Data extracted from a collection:
------

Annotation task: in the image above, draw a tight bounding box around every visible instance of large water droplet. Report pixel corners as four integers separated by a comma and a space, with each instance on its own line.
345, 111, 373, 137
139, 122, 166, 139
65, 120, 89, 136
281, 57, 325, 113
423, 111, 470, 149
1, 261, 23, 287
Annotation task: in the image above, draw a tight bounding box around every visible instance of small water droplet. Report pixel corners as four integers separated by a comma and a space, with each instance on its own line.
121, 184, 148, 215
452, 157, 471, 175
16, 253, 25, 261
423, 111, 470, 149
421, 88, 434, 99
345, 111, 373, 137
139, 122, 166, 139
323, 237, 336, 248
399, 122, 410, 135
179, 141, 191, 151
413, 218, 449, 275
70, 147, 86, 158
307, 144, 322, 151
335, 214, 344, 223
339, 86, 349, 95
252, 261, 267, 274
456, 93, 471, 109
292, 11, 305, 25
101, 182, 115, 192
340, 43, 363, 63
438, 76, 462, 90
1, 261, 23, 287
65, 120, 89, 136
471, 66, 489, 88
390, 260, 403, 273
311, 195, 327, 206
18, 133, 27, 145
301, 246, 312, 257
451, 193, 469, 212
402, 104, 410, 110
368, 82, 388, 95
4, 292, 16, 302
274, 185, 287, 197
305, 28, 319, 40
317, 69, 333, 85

------

▶ Task prompt
Write out the lines from the one containing "instance of small" through the last line of the records above. Include both of those lines and nothing else.

▶ Task response
Annotation task: in the image above, draw a tight bounding box around every visible instance of small water droplet. Report pixel corners as four integers separated by a comma and a space, with each instance on its own line.
121, 184, 148, 215
452, 157, 471, 175
16, 253, 25, 261
423, 111, 470, 149
421, 88, 434, 99
345, 111, 373, 137
139, 122, 166, 139
323, 237, 336, 248
399, 122, 410, 135
179, 141, 191, 151
413, 218, 449, 275
70, 147, 86, 158
307, 144, 322, 151
335, 214, 344, 223
339, 86, 349, 95
252, 261, 267, 274
456, 93, 471, 109
292, 11, 305, 25
101, 182, 115, 192
340, 43, 363, 63
438, 76, 462, 90
1, 261, 23, 287
65, 120, 89, 136
471, 66, 489, 88
390, 260, 403, 273
311, 195, 327, 206
18, 133, 27, 145
301, 246, 312, 257
451, 193, 469, 212
402, 104, 410, 110
368, 82, 388, 95
4, 292, 16, 302
274, 185, 287, 197
305, 28, 319, 40
317, 69, 333, 85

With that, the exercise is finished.